## SUPPLIED TEXT
* * * * *
Elderly ladies in Regency days often kept a lap dog on whom to blame any audible or malodorous evidence of flatulence. No respectable lady would admit responsibility for such effects, and so the poor little doggies got a bad name.
I, on the other hand, was so overjoyed at the first signs that my re-joined colon was beginning to work last Saturday, 30 hours after surgery on Friday morning, that my txt msg flew around the world to close friends and family, announcing proudly: JUST FARTED! A message that may have offended those not in the know who happened to see it, but which elicited a great chorus of replies along the lines of “Great!” “Fantastic!” and “Wow!”
The Big Brother in charge of monitoring my e-mails and texts may be wondering if this is code for some kind of terrorist activity, but I can bring an entire medical team forward in my defence to explain that this fart – the first for two years – was indeed a cause for rejoicing.
And so I have joined the Noble Company of Dysons – ostomates who have undergone a successful reversal of their colostomy and are now bagless. At present, I still have 34 little metal staples holding my tummy together, and a dressing over the stoma site, which is not stitched but healing up very tidily from the inside out. The staples are due to be removed tomorrow, and as the surgeon made her incision exactly over the previous one I will be left with just one neat scar once it has healed completely.
* * * * *
## ACTIONS TO TAKE
a) From the colostomy reversal account, set down everything from "The Big Brother" down to "cause for rejoicing.".
b) Recast the paragraph of the colostomy reversal account that opens "And so I have joined" as a short bulleted list that keeps its main facts.

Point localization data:
* * * * *
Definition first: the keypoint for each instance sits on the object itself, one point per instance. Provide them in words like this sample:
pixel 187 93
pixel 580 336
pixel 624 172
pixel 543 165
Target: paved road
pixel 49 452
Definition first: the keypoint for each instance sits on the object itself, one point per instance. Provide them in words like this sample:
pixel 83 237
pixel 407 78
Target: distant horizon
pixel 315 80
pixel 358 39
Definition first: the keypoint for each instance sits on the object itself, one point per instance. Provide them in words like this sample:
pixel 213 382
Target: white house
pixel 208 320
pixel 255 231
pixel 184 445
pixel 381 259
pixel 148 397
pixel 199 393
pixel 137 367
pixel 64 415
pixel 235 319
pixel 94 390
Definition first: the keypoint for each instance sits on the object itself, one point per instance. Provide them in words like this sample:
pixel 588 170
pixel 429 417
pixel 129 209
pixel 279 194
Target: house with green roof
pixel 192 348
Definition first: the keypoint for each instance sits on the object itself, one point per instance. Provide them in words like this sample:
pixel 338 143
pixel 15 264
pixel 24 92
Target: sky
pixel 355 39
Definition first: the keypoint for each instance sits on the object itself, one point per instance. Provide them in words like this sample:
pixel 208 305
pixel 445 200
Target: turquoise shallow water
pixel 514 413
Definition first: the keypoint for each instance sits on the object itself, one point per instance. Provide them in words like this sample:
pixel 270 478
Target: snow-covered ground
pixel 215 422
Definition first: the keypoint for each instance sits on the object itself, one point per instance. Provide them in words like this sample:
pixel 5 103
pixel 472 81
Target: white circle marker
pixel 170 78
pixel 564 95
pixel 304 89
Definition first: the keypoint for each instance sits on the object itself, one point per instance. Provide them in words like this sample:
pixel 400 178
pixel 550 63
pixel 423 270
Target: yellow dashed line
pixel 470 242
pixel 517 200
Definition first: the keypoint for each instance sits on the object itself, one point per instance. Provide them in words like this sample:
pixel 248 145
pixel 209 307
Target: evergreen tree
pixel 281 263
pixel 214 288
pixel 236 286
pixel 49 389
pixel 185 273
* * * * *
## RESPONSES PER TASK
a)
The Big Brother in charge of monitoring my e-mails and texts may be wondering if this is code for some kind of terrorist activity, but I can bring an entire medical team forward in my defence to explain that this fart – the first for two years – was indeed a cause for rejoicing.

b)
- The writer has joined the Noble Company of Dysons: ostomates whose colostomy was successfully reversed and who are now bagless.
- 34 small metal staples still hold the writer's tummy together.
- A dressing covers the stoma site, which is not stitched and is healing neatly from the inside out.
- The staples are due to come out tomorrow.
- The surgeon cut exactly along the previous incision, so only one neat scar will remain once it fully heals.